§ Cel zadania
Proszę dopisać dalszy ciąg tekstu o zachętach do szczepień przeciw koronawirusowi, rozpoczynając go bezpośrednio po jego ostatnim zdaniu.

Jakiś czas temu Grójecki Ośrodek Sportu wyszedł z inicjatywą, dzięki której osoby zaszczepione kupowałyby bilety na basen o połowę taniej. I chociaż ten pomysł wywołał sprzeciw części mieszkańców miasta, to takich pomysłów jest coraz więcej. Wszystko po to, by zachęcić do szczepień jak największą liczbę osób, co umożliwi skuteczną ochronę przed czwartą falą koronawirusa.
Szczepionka chroni przed wariantem Delta
Zainteresowanie szczepionkami spadło, kiedy zniesiono większość obostrzeń. Tymczasem w Europie ponownie wprowadzane są surowe restrykcje w związku z pojawieniem się wariantu Delta, który jest najsilniejszą znaną dotychczas mutacją koronawirusa. Z tego powodu Polacy martwią się widmem kolejnego lockdownu.
Rząd przekonuje, że jeśli większość społeczeństwa zaszczepi się pełną dawką, wytworzy się zjawisko zbiorowej odporności na koronawirusa. Tym samym wprowadzenie surowych obostrzeń nie będzie konieczne. Osoby zaszczepione są odporne na wirusa lub przechodzą chorobę łagodnie.

§ Dostarczone wpisy
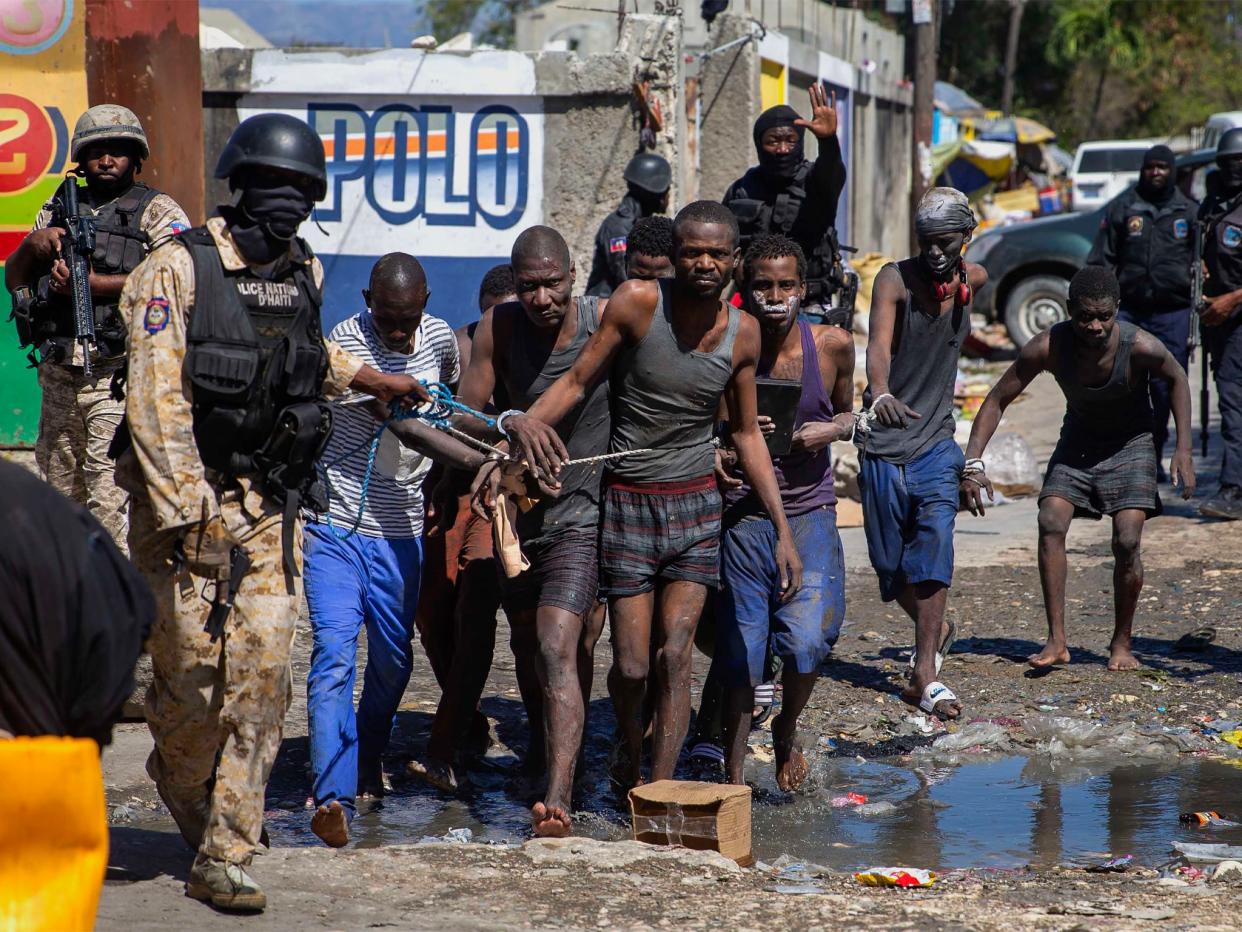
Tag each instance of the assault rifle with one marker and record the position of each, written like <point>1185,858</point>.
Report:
<point>76,250</point>
<point>1197,334</point>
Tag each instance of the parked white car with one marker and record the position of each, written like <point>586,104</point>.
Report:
<point>1106,168</point>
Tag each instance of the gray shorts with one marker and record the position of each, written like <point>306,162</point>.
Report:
<point>1104,481</point>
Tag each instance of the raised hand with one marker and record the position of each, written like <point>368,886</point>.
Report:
<point>824,112</point>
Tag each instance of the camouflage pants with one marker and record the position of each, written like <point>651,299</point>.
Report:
<point>216,710</point>
<point>76,423</point>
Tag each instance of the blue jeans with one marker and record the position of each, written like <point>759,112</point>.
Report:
<point>1173,329</point>
<point>349,583</point>
<point>750,614</point>
<point>909,512</point>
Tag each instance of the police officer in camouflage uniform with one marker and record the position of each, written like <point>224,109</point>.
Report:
<point>648,178</point>
<point>78,414</point>
<point>1221,219</point>
<point>227,377</point>
<point>788,194</point>
<point>1145,239</point>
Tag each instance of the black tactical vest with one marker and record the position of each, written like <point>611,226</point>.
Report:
<point>119,246</point>
<point>756,216</point>
<point>256,363</point>
<point>1222,244</point>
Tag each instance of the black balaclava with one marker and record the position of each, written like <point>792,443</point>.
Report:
<point>779,165</point>
<point>266,219</point>
<point>1158,195</point>
<point>1230,172</point>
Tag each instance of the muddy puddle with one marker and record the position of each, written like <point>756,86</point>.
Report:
<point>1001,812</point>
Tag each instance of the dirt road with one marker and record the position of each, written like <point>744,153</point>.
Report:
<point>388,880</point>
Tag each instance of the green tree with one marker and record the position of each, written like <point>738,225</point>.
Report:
<point>489,21</point>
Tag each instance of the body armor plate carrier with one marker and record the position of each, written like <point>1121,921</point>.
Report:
<point>256,363</point>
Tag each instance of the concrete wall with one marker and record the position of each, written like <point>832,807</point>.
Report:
<point>448,155</point>
<point>865,62</point>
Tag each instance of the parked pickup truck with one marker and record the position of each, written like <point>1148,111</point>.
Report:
<point>1030,265</point>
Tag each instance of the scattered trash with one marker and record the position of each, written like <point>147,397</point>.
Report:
<point>1227,872</point>
<point>1196,641</point>
<point>848,799</point>
<point>1209,819</point>
<point>920,723</point>
<point>458,836</point>
<point>1062,736</point>
<point>1114,865</point>
<point>1153,913</point>
<point>896,877</point>
<point>1011,466</point>
<point>1197,853</point>
<point>974,737</point>
<point>795,889</point>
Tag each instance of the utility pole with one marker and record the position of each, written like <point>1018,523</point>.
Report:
<point>924,100</point>
<point>1016,9</point>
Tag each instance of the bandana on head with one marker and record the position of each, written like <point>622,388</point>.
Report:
<point>943,210</point>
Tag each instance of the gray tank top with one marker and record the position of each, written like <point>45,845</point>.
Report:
<point>923,374</point>
<point>529,370</point>
<point>1101,415</point>
<point>665,398</point>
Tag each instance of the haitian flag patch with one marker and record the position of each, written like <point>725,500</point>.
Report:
<point>157,315</point>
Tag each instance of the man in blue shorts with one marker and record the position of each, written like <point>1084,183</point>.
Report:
<point>752,616</point>
<point>909,462</point>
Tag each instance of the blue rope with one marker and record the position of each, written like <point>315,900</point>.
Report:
<point>439,414</point>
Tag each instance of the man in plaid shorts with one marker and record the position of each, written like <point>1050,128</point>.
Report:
<point>671,351</point>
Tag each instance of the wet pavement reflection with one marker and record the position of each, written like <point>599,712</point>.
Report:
<point>997,812</point>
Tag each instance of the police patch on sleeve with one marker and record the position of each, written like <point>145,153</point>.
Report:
<point>155,318</point>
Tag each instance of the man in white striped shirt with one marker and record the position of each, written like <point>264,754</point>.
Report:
<point>364,564</point>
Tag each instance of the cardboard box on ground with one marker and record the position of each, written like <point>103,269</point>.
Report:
<point>709,817</point>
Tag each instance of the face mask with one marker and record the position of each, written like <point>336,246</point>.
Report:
<point>277,211</point>
<point>781,164</point>
<point>257,246</point>
<point>1231,174</point>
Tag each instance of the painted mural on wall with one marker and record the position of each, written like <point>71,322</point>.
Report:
<point>436,155</point>
<point>42,60</point>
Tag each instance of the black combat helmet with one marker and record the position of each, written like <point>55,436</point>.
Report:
<point>650,173</point>
<point>275,141</point>
<point>1230,146</point>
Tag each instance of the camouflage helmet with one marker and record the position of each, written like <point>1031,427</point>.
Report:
<point>108,121</point>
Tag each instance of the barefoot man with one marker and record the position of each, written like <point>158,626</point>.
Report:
<point>911,464</point>
<point>672,348</point>
<point>1104,462</point>
<point>752,616</point>
<point>519,349</point>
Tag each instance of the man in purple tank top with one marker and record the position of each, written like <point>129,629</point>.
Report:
<point>750,615</point>
<point>671,349</point>
<point>1104,462</point>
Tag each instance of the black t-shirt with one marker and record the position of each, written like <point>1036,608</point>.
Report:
<point>73,615</point>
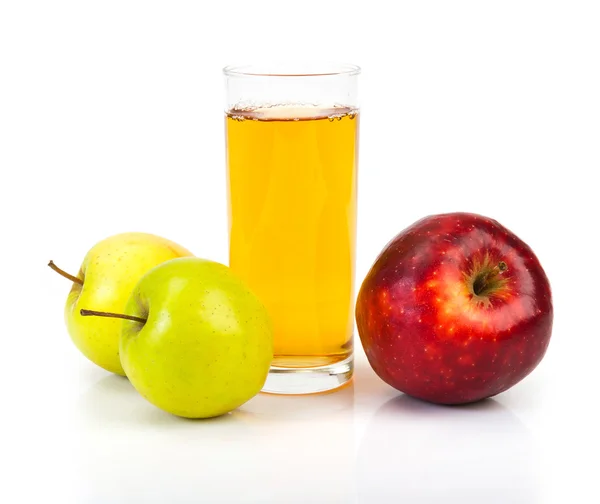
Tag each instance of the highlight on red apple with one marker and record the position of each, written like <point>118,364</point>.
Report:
<point>456,308</point>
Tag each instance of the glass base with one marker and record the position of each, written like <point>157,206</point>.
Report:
<point>309,380</point>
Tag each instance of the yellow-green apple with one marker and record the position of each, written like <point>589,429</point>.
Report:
<point>196,341</point>
<point>108,274</point>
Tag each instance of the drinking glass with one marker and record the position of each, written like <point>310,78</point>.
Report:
<point>292,153</point>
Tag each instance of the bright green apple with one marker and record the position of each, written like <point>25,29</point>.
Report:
<point>206,344</point>
<point>108,274</point>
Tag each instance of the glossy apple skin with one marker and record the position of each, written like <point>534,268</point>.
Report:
<point>423,332</point>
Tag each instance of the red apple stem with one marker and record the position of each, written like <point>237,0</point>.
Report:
<point>487,281</point>
<point>65,274</point>
<point>94,313</point>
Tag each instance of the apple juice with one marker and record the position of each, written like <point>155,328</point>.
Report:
<point>292,224</point>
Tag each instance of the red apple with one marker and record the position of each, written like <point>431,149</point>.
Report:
<point>455,309</point>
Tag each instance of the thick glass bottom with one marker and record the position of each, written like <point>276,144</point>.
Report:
<point>309,380</point>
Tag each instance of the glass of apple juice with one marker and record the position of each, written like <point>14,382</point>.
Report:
<point>292,153</point>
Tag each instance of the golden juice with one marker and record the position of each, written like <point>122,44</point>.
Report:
<point>292,214</point>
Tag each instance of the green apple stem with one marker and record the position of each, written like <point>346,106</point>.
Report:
<point>88,313</point>
<point>65,274</point>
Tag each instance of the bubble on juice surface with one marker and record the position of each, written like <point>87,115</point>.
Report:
<point>292,112</point>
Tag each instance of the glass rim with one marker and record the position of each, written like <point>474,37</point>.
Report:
<point>292,69</point>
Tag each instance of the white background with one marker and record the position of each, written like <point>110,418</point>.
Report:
<point>111,120</point>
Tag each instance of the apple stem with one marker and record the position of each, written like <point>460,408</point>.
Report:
<point>502,266</point>
<point>484,282</point>
<point>88,313</point>
<point>65,274</point>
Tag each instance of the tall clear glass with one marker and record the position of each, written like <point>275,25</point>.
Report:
<point>292,152</point>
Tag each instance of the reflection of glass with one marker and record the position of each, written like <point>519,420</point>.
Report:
<point>292,139</point>
<point>421,453</point>
<point>275,449</point>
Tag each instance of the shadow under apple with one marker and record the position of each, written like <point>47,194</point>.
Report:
<point>272,449</point>
<point>420,453</point>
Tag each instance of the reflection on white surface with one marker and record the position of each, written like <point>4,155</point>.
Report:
<point>364,443</point>
<point>420,453</point>
<point>274,449</point>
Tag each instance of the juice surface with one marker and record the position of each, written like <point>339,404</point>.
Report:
<point>292,212</point>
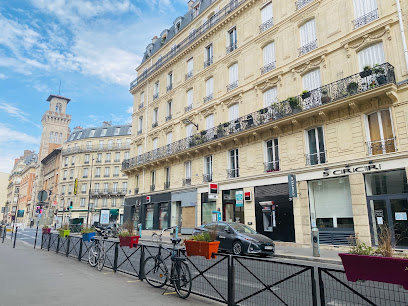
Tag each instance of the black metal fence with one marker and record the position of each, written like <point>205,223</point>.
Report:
<point>240,280</point>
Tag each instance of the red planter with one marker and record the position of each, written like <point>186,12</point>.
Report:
<point>200,248</point>
<point>130,241</point>
<point>375,268</point>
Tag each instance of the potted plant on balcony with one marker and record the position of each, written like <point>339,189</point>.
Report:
<point>306,94</point>
<point>366,72</point>
<point>352,88</point>
<point>203,244</point>
<point>127,236</point>
<point>87,233</point>
<point>46,229</point>
<point>381,265</point>
<point>64,230</point>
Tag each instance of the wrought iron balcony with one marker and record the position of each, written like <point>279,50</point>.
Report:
<point>367,18</point>
<point>208,98</point>
<point>316,158</point>
<point>189,74</point>
<point>268,67</point>
<point>205,27</point>
<point>208,62</point>
<point>186,181</point>
<point>266,25</point>
<point>340,89</point>
<point>308,47</point>
<point>207,178</point>
<point>302,3</point>
<point>232,47</point>
<point>188,108</point>
<point>381,146</point>
<point>271,166</point>
<point>232,86</point>
<point>231,173</point>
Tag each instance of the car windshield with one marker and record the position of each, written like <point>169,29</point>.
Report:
<point>240,228</point>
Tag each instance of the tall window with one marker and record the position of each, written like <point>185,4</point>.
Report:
<point>270,96</point>
<point>272,155</point>
<point>316,153</point>
<point>233,163</point>
<point>380,136</point>
<point>308,40</point>
<point>268,57</point>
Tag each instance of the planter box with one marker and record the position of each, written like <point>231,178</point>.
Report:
<point>64,233</point>
<point>87,236</point>
<point>129,241</point>
<point>200,248</point>
<point>375,268</point>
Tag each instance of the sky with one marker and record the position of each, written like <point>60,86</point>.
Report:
<point>90,47</point>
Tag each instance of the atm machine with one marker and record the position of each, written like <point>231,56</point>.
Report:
<point>268,215</point>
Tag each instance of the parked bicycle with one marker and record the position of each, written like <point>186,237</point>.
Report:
<point>96,254</point>
<point>156,272</point>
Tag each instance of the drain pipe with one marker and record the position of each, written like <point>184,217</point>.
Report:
<point>404,43</point>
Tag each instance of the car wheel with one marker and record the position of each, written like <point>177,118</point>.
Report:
<point>237,248</point>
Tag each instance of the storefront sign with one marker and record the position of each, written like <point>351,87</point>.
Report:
<point>292,186</point>
<point>239,197</point>
<point>351,170</point>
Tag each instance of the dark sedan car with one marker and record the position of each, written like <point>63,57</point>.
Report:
<point>239,238</point>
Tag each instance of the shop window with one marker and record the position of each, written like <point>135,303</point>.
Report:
<point>316,153</point>
<point>380,134</point>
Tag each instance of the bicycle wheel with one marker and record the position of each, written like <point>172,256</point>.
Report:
<point>155,272</point>
<point>181,278</point>
<point>101,258</point>
<point>93,255</point>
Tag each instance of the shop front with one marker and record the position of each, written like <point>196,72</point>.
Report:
<point>274,212</point>
<point>387,200</point>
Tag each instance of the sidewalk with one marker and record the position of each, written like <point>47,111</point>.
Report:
<point>37,277</point>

§ Odpowiedź do zadania
Szczepienia dzielą Polaków
Propozycja z Grójca nie jest jedynym powodem, który pobudza w kraju ostre dyskusje. Społeczeństwo jest podzielone również przez szereg już istniejących przywilejów dla osób zaszczepionych. Jak wiadomo, zaszczepieni nie są wliczani do limitów, m.in. na weselach, czy imprezach. Mogą również swobodnie podróżować za granicę. Ponadto pojawia się coraz więcej głosów za tym, by dla zaszczepionych wprowadzić specjalne przywileje, które funkcjonują na przykład w Niemczech, czy USA. Na razie jednak polski rząd nie zdecydował się na zwiększenie przywilejów dla osób, które zdecydowały się przyjąć szczepionkę.
W Polsce wciąż jest wiele osób, które nie chcą skorzystać z możliwości szczepienia, które jest bezpłatne i jak na razie nieprzymusowe. Czy ryzyko kolejnego lockdownu okaże się przekonujące? Wszystkim zależy na stałym powrocie do normalności, jednak trudno przewidzieć, jak wiele osób zdecyduje się na przyjęcie szczepionki na Covid-19.
Przy okazji warto wspomnieć, że Radom również jest podzielony pod względem szczepień. Eksperci przestrzegają, że regiony, w których jest najmniej zaszczepionych, są najbardziej narażone na działanie wariantu Delta.